> _Work task_: The full set of entries below is to be returned unchanged.

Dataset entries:
******
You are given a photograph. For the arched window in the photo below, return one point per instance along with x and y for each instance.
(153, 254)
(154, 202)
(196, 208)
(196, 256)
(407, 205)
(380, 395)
******
> _Answer to this problem_:
You are given a photograph. For the arched window in the photo below, return one point per instance along with x and y for each instance.
(153, 254)
(154, 202)
(196, 208)
(196, 256)
(407, 205)
(380, 395)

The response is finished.